Required action:
Your answer must restate each entry below word for word, with no pictures in it.

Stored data
== Segment start ==

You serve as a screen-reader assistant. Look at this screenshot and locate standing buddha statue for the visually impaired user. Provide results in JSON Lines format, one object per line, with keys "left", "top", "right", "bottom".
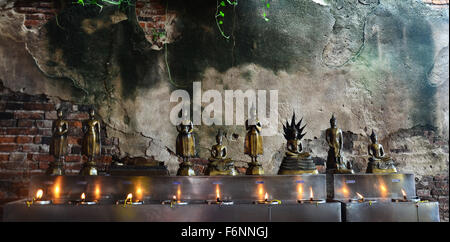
{"left": 205, "top": 129, "right": 237, "bottom": 176}
{"left": 80, "top": 108, "right": 100, "bottom": 176}
{"left": 366, "top": 130, "right": 397, "bottom": 173}
{"left": 244, "top": 105, "right": 264, "bottom": 175}
{"left": 176, "top": 110, "right": 196, "bottom": 176}
{"left": 325, "top": 114, "right": 354, "bottom": 174}
{"left": 47, "top": 109, "right": 68, "bottom": 175}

== Segment end ==

Exercise solution:
You serve as a screen-reader assistant. Look at this screenshot and locate standing buddha statue for the visually impaired user. Provide results in JSON Lines format, one object per line, with keys "left", "top", "right", "bottom".
{"left": 205, "top": 129, "right": 237, "bottom": 176}
{"left": 80, "top": 108, "right": 100, "bottom": 176}
{"left": 366, "top": 130, "right": 397, "bottom": 173}
{"left": 244, "top": 105, "right": 264, "bottom": 175}
{"left": 176, "top": 110, "right": 196, "bottom": 176}
{"left": 325, "top": 114, "right": 354, "bottom": 174}
{"left": 47, "top": 109, "right": 68, "bottom": 175}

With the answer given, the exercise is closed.